→ Request
The lines to be set down run from the line containing "of the orange" through the final line of the data below; print them exactly and print nothing else.

Object location annotation data
** BEGIN **
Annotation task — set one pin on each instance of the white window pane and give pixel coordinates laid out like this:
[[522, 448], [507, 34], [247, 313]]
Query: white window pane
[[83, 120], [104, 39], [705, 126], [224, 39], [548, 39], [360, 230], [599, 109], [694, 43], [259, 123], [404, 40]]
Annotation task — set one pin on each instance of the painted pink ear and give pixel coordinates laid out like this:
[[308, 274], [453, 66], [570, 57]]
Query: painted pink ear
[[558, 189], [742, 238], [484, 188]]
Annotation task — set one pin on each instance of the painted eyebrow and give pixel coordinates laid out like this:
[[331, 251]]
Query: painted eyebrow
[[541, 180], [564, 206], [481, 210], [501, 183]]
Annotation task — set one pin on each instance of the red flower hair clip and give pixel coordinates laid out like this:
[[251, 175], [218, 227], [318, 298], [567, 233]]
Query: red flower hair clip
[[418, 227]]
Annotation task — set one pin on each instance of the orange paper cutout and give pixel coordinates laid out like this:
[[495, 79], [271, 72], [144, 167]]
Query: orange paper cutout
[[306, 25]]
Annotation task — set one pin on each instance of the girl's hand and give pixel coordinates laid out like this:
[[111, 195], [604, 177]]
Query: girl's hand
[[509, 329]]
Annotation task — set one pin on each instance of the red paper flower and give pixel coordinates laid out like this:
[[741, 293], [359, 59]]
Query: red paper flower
** END **
→ The completed task
Annotation task — set one pin on each instance of the orange paper cutout and give pixel coordinates laid out like this:
[[495, 79], [271, 72], [144, 167]]
Query: orange paper cutout
[[306, 25]]
Annotation task — set one pin on each instance of the girl's hand and give pixel coordinates laid out like this:
[[111, 195], [604, 177]]
Query: girl's hand
[[509, 329]]
Annotation task — set one pin on each instance of the red paper flower and give pixel coordinates laid out like this:
[[741, 293], [359, 59]]
Query: red paper flower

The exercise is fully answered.